Natural language region descriptions ->
↓↓↓
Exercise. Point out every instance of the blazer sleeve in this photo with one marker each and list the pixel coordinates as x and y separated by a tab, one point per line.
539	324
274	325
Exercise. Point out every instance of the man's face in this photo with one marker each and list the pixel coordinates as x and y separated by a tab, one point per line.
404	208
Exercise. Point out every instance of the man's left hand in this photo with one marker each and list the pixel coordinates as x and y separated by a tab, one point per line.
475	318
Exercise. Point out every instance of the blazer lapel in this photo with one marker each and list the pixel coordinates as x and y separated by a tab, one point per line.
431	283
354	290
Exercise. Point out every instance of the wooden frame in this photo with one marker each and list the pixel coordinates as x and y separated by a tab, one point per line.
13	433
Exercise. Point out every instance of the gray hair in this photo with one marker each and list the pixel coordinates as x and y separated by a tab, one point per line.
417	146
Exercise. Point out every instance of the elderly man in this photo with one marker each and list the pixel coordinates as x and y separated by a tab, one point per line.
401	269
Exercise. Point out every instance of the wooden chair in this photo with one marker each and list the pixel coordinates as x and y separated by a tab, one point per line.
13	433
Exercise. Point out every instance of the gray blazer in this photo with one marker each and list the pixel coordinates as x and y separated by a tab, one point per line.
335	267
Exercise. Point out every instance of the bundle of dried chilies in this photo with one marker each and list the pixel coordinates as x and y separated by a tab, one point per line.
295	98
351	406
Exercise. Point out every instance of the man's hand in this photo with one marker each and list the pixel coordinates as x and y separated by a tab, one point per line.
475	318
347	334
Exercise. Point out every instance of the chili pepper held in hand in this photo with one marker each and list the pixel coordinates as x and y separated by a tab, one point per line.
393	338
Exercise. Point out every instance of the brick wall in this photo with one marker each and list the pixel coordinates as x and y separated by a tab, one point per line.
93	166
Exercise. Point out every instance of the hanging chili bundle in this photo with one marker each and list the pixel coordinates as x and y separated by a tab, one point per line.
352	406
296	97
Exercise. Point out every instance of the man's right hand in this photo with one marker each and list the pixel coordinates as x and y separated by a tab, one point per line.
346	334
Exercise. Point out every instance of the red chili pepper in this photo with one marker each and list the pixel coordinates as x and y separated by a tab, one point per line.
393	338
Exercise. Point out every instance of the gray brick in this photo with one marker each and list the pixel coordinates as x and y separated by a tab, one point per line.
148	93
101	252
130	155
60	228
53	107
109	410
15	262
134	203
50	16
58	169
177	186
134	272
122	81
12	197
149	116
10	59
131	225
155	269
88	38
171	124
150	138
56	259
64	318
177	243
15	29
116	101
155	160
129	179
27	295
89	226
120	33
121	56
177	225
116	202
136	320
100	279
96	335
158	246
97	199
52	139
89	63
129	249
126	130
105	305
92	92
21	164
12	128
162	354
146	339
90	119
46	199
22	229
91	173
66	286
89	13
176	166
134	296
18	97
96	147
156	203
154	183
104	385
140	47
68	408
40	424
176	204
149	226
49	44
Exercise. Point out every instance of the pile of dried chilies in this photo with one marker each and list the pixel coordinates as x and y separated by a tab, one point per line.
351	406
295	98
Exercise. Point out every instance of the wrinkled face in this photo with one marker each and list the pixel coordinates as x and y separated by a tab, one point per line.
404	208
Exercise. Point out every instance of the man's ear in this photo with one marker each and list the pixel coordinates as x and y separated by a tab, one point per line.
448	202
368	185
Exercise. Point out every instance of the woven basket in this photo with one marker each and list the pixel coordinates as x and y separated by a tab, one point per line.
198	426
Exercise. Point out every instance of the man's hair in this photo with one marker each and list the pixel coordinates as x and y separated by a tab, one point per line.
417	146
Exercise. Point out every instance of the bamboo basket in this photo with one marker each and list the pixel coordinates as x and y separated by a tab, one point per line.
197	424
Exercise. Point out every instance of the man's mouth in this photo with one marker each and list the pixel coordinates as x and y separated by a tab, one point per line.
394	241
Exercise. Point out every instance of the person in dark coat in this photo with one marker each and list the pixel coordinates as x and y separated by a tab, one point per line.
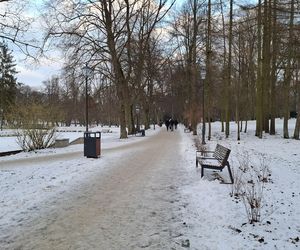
↑↑↑
The task -> Every entry above is to be printed again exactly, pictures omitted.

Task answer ->
Exercise. Point out every instance of the blazer sleeve in this photo with one marker each and list the pixel coordinates as x and y separated by a tab, one point per line.
539	324
274	325
Exercise. Point out every instance of the man's face in this photo with one marker each and list the pixel coordinates as x and y separated by a tab, one point per line.
404	208
Exercise. Point out every instance of the man's left hand in this photo with one marker each and list the pixel coordinates as x and y separated by a tab, one point per line.
475	318
Exercise. Point out every instance of the blazer lapel in this photo with one marker each and list the pixel coordinates as x and y separated by a tab, one point per line.
431	283
354	290
Exercise. Point out every instance of the wooden frame in this photo with one marker each and list the pixel coordinates as x and y separated by a tab, one point per line.
13	433
Exercise. Point out every instance of the gray hair in this photo with one marker each and list the pixel coordinates as x and y separated by a tab, one point per line.
417	146
Exercise. Point out every instance of the elderly man in this photo with one marker each and list the pixel coordinates as x and y separated by a tab, one point per line.
401	269
Exercise. Point out every instance of the wooden chair in this photo with one marker each and list the pixel coordinates as x and y separated by a tab, one point per line.
13	433
Exercise. Point out every instance of the gray blazer in this photo with one marker each and list the pixel coordinates as x and y separated by a tab, one point per line.
335	267
Exercise. Point out every instance of the bundle of dried chilies in this photo with one marker each and list the pixel coordinates as x and y separated by a tab, one point per line.
295	98
351	406
Exercise. Point out every instance of the man's hand in this photo with one marker each and list the pixel coordinates as x and y separated by a tab, one point per line.
475	318
347	334
Exercise. Point out every instance of the chili pepper held in hand in this photo with one marker each and list the pixel coordinates as x and y separated by a tab, one point per line.
393	338
Exercise. Point out every instance of the brick wall in this photo with one marker each and list the pixel coordinates as x and y separated by a tab, one point per line.
93	166
Exercise. Point out every instance of the hanging chili bundle in this photo with one marker each and list the pixel coordinates as x and y separated by a tab, one point per line.
352	406
296	97
Exercise. Point out every instance of the man's right hand in this photo with one marker each and list the pixel coordinates as x and y separated by a tab, one point per line.
346	334
Exercise. Point out every instance of the red chili pepper in this photo with one marker each and list the pixel coordinates as x and y separated by a tab, one point per line.
393	338
Exercise. Point out every instance of the gray brick in this photo with one marker each and list the pixel coordinates as x and y separated by a tab, one point per line.
148	93
101	252
130	155
60	228
53	107
109	410
15	262
134	203
50	16
58	169
177	186
134	272
122	81
12	197
149	116
10	59
131	225
155	269
88	38
171	124
150	138
56	259
64	318
177	243
15	29
116	101
155	160
129	179
27	295
89	226
120	33
121	56
177	225
116	202
136	320
100	279
96	335
158	246
97	199
52	139
89	63
129	249
126	130
105	305
92	92
21	164
12	128
162	354
146	339
90	119
46	199
22	229
91	173
66	286
89	13
176	166
134	296
18	97
96	147
156	203
154	183
104	385
140	47
68	408
40	424
176	204
149	226
49	44
Exercise. Point out every instance of the pile of dried chilies in this photo with one marker each and list the pixel coordinates as x and y separated by a tab, one point per line.
351	406
295	98
Exercise. Point out every instance of the wrinkled face in this photo with one marker each and list the pixel coordinates as x and y separated by a tab, one point per line.
404	208
Exercise. Point out every instance of the man's ear in this photo with one marker each and list the pixel coordinates as x and y separated by a tab, one point per line.
448	202
368	185
Exercise. Point out every instance of the woven basket in this photo with one marker each and list the pixel coordinates as x and y separated by a tab, one point per line.
198	426
Exercise. Point out every instance of the man's hair in this photo with one marker each and list the pixel coordinates as x and y separated by a tab, one point per line.
417	146
Exercise. Point out every instance of the bamboo basket in this photo with one marker each and list the pixel coordinates as x and y separated by a tab, one point per line.
197	424
Exercise. Point out every instance of the man's mouth in this photo with one marker each and list the pixel coordinates as x and y separated by a tab, one point per line.
394	241
Exercise. Point out every instance of the person in dark coat in this photo with one marker each and list the pixel coordinates as x and y separated by a tab, one point per line.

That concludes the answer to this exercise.